[Passage extrait]
= = = = =
Féminicides
Définition
Le féminicide se définit comme le meurtre d’une femme ou d’une fille, ou de plusieurs, en raison de sa/ leurs condition(s) de femme. On parle dès lors d’homicide volontaire visant les femmes. Celui-ci s’inscrit ainsi dans la liste des violences faites contre les femmes. Toutes liées les unes aux autres, ces violences à l’égard des femmes et des filles constituent une atteinte grave aux droits humains. Multipliées davantage par la crise sanitaire, les femmes sont malheureusement aujourd’hui encore, surexposées au danger.
Les motivations des tueurs sont multiples, et peuvent varier selon les cultures et les ethnies.
Cependant, aucune classe sociale, aucune origine, ni aucune sphère du globe n’est épargnée.
Née de la contraction des mots « féminin » et « homicide », la notion de féminicide a été introduite et inventée en 1976 par Diane Russel, écrivaine et sociologue sud-africaine, ayant consacré une grande partie de ses travaux aux questions liées aux violences contre les femmes.
Puis, le terme a été popularisé à la fin du XXème siècle, notamment par la parution de l’ouvrage intitulé « Femicide : The Politics of Woman Killing » paru en 1992, des sociologues Diana E.H. Russell et Jill Radford.
Sensibilisation accrue et en hausse
Par manque de recensement officiel des États, plusieurs collectifs et associations ont procédé à des comptages annuels des féminicides par pays ou par régions du monde.
En réaction à ces féminicides, et à des fins de sensibilisation, nombreux ont été les organismes à relayer ces meurtres via les réseaux sociaux. C’est ainsi que l’on a vu des dizaines de carrés violets portant chacun un numéro, inonder internet. Chaque numéro correspondant au nombre de féminicide par an, depuis le 1er janvier.
À ces initiatives très médiatisées, ce sont ajoutées celles des collectifs de colleur.ses, qui ont choisi de cibler les rues. Ainsi, on a pu voir des messages inscrits en lettres noires sur fonds blancs, tapisser les rues de plusieurs grandes villes. S’agissant tantôt des noms des femmes victimes, ou tantôt de messages appelant à la sensibilisation et à la considération des ces homicides.
= = = = =
Condensez sous forme de liste à puces le paragraphe de l'extrait sur les féminicides qui commence par « En réaction à ces féminicides », en gardant ses faits essentiels.

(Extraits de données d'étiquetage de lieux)
= = = = =
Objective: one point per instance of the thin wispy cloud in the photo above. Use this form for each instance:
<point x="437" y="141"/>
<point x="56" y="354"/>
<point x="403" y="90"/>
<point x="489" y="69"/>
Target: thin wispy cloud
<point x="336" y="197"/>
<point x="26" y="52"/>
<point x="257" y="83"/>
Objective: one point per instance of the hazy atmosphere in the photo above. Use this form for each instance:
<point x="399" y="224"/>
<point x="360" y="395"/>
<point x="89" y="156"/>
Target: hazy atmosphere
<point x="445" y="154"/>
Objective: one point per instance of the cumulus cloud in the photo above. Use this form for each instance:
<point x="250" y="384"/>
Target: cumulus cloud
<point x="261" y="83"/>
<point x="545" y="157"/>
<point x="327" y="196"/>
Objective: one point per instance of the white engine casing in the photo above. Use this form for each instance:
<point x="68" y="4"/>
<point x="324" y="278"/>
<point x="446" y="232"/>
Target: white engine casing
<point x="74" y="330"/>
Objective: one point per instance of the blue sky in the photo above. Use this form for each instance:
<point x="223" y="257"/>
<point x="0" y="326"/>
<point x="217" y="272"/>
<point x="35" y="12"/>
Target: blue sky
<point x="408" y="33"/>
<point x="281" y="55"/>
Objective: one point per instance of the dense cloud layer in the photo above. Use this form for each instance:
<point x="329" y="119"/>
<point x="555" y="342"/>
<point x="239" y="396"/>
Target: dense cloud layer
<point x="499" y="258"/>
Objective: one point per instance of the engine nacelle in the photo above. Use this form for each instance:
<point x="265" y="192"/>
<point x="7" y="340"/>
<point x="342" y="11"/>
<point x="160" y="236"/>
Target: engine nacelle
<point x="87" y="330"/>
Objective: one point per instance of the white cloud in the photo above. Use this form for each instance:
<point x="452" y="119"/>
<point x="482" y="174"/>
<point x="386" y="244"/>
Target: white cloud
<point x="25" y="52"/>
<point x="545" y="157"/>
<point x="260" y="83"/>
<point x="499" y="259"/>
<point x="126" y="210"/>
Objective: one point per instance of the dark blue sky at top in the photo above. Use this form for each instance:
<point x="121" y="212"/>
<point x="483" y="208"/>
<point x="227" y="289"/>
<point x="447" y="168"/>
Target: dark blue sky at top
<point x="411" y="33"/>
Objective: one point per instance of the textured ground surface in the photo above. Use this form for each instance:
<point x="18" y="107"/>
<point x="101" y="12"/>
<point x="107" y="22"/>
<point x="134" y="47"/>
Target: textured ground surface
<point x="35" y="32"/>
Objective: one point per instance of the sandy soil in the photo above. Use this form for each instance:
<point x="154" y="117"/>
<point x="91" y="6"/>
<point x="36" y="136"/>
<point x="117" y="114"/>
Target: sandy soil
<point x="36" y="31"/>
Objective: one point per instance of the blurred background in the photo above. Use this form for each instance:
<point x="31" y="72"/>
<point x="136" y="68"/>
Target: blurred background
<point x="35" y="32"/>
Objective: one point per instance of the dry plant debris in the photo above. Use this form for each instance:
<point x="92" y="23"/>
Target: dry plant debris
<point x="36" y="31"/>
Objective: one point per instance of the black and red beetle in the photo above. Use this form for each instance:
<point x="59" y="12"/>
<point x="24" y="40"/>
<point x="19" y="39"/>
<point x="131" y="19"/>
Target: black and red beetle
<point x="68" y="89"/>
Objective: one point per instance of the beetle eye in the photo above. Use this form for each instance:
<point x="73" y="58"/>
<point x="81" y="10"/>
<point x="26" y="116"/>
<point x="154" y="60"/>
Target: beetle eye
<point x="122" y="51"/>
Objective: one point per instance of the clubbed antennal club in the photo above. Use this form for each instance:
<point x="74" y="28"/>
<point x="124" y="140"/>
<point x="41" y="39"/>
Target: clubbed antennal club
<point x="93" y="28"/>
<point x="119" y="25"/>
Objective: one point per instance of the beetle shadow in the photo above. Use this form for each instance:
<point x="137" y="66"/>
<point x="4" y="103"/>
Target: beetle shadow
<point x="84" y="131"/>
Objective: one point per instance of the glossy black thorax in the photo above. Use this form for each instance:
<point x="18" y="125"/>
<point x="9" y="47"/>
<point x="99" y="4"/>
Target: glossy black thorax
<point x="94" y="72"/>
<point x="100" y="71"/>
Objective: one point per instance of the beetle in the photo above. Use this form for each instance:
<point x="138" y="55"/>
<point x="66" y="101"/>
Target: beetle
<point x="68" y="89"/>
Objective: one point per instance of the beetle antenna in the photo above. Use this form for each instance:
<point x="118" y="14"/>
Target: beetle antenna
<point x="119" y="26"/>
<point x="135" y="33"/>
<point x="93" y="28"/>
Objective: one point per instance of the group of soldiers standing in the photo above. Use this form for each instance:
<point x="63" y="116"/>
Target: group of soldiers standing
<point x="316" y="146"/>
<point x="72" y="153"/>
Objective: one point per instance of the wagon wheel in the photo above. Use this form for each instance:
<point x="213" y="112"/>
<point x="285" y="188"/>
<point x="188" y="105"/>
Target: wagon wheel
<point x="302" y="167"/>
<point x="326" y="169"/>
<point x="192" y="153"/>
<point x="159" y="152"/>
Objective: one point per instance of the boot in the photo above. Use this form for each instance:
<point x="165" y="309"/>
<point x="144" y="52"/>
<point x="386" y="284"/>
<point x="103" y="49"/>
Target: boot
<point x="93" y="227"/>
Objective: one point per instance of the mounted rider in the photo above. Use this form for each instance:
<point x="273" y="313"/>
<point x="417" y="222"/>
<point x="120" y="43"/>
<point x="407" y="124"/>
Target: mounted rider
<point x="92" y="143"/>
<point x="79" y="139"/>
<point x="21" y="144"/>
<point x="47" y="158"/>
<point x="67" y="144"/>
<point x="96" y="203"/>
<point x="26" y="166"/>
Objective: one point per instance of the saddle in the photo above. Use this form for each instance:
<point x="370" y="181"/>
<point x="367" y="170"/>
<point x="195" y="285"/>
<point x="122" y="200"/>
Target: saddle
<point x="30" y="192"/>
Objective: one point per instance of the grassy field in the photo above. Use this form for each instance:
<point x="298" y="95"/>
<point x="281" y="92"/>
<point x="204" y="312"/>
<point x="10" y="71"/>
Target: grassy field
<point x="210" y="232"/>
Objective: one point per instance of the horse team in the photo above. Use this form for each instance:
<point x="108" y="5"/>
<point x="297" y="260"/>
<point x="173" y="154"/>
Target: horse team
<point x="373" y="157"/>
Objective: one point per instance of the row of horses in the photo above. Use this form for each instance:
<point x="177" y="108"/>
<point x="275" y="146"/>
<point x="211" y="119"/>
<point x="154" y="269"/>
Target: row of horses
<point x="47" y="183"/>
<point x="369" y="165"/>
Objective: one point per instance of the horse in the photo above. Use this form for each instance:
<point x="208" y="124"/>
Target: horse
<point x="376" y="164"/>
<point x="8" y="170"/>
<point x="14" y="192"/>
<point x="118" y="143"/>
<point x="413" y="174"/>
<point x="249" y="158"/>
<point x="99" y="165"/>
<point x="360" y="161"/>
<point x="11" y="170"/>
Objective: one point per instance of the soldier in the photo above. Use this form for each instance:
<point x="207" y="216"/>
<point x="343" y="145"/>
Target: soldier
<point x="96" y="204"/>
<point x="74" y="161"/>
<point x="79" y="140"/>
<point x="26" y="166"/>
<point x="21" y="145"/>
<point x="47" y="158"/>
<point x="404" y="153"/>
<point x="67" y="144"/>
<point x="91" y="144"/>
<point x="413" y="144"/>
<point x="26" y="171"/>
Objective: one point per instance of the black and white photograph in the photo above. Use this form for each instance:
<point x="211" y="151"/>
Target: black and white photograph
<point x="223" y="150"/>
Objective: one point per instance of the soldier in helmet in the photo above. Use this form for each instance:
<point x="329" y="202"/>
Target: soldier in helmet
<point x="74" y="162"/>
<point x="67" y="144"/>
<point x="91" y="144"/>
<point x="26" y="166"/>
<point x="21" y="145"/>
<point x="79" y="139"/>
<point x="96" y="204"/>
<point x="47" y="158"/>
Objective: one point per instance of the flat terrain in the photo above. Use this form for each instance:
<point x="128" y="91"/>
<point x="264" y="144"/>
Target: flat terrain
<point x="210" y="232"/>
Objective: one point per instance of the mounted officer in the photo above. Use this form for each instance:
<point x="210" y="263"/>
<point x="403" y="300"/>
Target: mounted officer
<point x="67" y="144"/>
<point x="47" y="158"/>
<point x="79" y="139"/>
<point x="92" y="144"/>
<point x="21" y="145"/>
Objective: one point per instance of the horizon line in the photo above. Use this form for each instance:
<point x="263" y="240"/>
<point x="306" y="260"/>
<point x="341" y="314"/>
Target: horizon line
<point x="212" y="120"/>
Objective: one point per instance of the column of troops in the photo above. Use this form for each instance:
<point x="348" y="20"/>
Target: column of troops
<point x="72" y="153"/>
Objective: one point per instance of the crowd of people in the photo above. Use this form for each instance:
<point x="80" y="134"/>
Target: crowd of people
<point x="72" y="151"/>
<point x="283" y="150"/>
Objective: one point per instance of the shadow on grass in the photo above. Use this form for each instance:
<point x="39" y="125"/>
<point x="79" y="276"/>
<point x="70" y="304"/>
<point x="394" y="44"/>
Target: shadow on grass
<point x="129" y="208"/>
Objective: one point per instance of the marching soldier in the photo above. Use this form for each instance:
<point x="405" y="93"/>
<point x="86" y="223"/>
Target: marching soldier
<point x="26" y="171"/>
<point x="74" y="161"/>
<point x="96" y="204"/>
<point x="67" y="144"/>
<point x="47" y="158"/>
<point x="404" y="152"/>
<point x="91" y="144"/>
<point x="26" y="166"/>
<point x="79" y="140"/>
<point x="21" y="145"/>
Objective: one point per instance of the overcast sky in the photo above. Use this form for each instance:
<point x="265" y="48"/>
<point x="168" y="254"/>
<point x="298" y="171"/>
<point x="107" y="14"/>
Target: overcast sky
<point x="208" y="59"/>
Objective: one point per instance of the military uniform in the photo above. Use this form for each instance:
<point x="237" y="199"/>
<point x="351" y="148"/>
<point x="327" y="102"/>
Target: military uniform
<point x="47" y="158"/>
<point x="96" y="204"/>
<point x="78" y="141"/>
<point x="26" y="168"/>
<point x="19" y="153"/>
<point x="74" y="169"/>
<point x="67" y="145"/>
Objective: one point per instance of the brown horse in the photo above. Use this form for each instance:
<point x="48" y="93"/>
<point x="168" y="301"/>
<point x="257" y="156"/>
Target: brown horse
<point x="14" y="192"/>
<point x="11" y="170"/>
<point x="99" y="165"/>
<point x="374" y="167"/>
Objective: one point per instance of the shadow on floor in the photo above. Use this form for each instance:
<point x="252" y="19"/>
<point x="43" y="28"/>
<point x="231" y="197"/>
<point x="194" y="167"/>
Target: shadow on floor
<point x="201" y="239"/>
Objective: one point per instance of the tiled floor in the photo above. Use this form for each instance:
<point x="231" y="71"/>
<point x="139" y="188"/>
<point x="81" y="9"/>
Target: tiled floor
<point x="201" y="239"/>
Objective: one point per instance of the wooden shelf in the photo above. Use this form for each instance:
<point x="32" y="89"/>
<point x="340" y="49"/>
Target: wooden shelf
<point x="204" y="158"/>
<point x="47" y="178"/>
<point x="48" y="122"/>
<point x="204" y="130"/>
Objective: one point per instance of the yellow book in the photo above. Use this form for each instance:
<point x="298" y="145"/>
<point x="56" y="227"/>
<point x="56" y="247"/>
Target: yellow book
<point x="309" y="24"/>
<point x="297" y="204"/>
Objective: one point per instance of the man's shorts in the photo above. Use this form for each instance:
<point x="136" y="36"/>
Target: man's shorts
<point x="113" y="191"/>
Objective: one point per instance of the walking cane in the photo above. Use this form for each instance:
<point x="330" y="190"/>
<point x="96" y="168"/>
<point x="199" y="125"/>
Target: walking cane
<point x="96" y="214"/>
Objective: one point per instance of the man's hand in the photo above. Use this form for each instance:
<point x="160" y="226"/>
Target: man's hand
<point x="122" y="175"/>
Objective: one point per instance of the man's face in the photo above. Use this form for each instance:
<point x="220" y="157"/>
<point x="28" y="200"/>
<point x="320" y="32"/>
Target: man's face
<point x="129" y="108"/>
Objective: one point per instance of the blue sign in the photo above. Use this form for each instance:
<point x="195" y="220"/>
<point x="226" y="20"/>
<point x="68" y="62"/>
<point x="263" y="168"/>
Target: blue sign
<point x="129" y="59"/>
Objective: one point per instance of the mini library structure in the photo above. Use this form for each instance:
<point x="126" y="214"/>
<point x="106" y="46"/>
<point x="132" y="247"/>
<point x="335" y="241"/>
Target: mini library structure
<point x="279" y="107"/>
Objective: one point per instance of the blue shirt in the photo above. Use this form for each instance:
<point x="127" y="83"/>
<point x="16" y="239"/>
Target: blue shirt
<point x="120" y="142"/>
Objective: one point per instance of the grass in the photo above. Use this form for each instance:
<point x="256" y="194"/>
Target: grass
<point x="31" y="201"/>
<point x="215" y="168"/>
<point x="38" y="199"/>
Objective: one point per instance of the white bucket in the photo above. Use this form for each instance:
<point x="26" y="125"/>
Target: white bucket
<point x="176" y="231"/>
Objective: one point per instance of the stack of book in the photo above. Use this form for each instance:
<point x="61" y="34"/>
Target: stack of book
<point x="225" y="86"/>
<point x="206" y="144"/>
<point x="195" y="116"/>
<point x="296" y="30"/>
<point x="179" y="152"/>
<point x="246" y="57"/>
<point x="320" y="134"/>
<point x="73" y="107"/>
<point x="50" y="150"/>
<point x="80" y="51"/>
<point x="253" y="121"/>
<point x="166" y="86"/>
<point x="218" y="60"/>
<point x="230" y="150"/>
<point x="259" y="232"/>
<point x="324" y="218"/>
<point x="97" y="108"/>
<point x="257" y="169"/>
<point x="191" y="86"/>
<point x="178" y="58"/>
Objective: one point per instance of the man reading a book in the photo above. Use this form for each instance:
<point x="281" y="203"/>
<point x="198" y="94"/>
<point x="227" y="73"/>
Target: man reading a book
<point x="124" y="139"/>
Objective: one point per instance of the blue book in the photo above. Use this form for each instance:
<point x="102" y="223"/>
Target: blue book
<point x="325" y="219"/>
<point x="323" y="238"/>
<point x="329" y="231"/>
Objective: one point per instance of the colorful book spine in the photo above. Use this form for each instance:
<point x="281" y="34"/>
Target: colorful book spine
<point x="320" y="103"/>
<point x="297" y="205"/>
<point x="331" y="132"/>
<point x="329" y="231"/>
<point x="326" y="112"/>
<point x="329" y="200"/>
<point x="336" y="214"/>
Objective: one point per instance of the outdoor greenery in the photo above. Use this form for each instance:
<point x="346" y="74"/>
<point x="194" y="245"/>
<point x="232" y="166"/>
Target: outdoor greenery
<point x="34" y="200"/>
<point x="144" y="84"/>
= = = = =
[Réponse rédigée]
- En réaction aux féminicides et pour sensibiliser, de nombreux organismes ont relayé ces meurtres sur les réseaux sociaux.
- Des dizaines de carrés violets, chacun portant un numéro, ont ainsi inondé internet.
- Chaque numéro correspond au nombre de féminicides de l'année, compté depuis le 1er janvier.